### Listed records
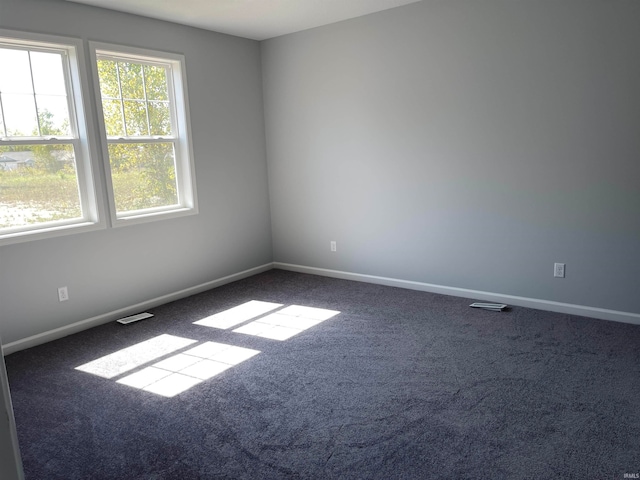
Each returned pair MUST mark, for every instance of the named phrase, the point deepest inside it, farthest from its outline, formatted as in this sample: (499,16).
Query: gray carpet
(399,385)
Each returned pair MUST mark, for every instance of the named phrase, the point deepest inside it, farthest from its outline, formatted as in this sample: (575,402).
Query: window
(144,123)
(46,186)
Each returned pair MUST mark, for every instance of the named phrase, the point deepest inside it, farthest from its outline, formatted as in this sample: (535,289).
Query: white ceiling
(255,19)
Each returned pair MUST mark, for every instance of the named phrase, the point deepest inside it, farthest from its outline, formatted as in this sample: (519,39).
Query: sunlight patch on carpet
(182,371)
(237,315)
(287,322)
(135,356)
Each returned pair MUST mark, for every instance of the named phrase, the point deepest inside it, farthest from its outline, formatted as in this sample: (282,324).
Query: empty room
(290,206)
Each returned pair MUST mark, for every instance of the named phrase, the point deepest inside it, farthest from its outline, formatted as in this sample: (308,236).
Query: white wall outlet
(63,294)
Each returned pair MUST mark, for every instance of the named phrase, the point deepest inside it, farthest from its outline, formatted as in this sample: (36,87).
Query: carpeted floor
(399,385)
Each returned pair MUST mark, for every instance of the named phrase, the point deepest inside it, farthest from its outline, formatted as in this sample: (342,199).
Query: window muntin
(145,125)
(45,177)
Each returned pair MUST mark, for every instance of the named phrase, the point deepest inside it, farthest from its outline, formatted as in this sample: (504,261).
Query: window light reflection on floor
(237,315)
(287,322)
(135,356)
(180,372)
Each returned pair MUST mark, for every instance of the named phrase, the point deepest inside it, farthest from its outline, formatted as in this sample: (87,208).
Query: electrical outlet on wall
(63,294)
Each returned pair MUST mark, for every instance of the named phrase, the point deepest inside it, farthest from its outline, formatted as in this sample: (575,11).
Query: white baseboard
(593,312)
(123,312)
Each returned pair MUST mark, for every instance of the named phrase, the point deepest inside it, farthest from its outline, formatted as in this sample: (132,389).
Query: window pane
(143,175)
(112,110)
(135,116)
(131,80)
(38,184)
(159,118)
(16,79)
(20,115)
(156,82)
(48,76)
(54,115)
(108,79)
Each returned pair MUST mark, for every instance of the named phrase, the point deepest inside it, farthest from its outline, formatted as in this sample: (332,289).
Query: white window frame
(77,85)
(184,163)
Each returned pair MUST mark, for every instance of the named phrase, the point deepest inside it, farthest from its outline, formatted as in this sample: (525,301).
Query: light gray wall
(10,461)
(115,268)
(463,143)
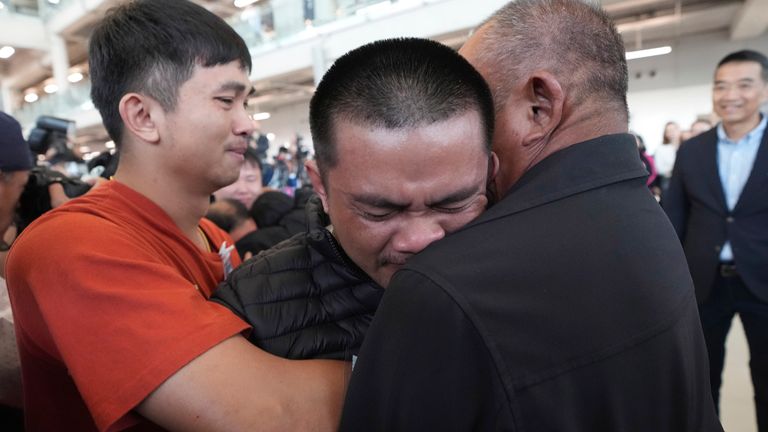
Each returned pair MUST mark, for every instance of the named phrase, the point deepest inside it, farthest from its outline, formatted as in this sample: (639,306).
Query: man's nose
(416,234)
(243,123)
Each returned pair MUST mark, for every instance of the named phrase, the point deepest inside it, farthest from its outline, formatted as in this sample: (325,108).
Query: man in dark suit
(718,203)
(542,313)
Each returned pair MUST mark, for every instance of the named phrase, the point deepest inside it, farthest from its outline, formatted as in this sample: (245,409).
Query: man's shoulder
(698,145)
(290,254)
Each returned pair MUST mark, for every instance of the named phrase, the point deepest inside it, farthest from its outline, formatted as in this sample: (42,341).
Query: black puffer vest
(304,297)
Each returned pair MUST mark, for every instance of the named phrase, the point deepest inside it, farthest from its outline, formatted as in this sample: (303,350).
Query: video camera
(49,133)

==

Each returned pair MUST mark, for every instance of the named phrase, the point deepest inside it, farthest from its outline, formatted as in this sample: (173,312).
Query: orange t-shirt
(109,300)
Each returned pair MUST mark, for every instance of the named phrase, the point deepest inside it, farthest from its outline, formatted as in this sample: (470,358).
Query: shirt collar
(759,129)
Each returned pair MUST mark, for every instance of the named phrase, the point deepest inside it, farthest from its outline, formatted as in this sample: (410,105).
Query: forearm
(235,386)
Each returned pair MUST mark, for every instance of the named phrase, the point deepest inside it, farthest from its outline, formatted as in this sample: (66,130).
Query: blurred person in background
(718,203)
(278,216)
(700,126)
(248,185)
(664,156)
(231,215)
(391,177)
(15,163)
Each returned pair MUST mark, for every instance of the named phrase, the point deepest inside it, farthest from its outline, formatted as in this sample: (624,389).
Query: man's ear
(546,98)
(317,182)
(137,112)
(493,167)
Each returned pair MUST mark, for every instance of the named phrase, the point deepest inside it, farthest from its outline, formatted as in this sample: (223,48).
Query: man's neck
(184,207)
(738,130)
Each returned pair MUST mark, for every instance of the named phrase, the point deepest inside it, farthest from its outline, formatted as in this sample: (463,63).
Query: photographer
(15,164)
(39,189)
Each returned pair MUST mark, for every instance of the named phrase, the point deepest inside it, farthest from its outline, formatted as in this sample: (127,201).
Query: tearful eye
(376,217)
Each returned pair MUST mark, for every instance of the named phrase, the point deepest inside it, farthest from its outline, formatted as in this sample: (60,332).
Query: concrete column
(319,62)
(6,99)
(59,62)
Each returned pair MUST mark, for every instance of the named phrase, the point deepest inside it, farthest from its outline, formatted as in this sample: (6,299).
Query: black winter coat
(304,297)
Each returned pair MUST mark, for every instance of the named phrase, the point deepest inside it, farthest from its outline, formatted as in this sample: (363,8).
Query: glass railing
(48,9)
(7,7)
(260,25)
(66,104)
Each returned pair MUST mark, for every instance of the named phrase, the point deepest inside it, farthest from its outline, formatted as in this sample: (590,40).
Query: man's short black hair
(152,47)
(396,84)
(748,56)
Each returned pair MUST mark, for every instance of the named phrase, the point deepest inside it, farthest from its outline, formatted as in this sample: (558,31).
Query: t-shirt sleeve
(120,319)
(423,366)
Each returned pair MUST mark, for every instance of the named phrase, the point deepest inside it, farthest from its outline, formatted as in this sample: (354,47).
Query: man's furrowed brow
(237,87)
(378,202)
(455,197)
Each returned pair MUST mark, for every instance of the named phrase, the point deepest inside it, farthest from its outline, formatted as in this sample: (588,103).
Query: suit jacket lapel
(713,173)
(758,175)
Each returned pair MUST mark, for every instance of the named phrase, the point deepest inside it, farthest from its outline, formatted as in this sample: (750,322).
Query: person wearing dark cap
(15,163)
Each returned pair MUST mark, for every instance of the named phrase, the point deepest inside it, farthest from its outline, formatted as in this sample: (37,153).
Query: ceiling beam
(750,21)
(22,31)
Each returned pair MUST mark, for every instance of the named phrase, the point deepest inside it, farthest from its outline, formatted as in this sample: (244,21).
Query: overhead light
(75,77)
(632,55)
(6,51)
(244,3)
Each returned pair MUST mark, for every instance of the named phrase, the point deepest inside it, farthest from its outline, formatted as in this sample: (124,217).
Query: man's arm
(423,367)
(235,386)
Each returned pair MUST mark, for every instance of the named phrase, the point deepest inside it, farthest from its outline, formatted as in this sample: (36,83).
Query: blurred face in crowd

...

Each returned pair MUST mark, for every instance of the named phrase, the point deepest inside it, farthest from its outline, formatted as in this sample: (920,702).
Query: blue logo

### What to work on
Everything in the material above from the line that has "Query: sunlight patch on carpet" through the line that has "this sample: (504,261)." must be duplicated exactly, with no other lines given.

### Solution to the exercise
Query: sunlight patch on carpet
(182,371)
(237,315)
(287,322)
(135,356)
Each returned pair MUST mark, for every instance of the named phrase, the point deepest inside it, farthest from its outline, formatted as in this sample: (282,324).
Query: empty room
(290,206)
Each returned pair MUST mark, for every instance of the named phrase, the point deepest inside it, farthest from its outline, formatted as in this sample: (308,236).
Query: white wall outlet
(63,294)
Each returned pair MUST mark, for every instance of the named phrase, the point deepest inside it, farthest from its outline, formatted as in this sample: (36,87).
Query: carpeted floor
(399,385)
Each returned pair MUST mark, for every instance of the named phrase, the point deepest inside it, farthest from its outline, formatted as in this sample: (342,199).
Query: window muntin
(145,125)
(45,177)
Each returned pair MUST mark, for every instance of the named phrase, the point deepest inside it, farthest from its outline, formatted as in this sample: (504,261).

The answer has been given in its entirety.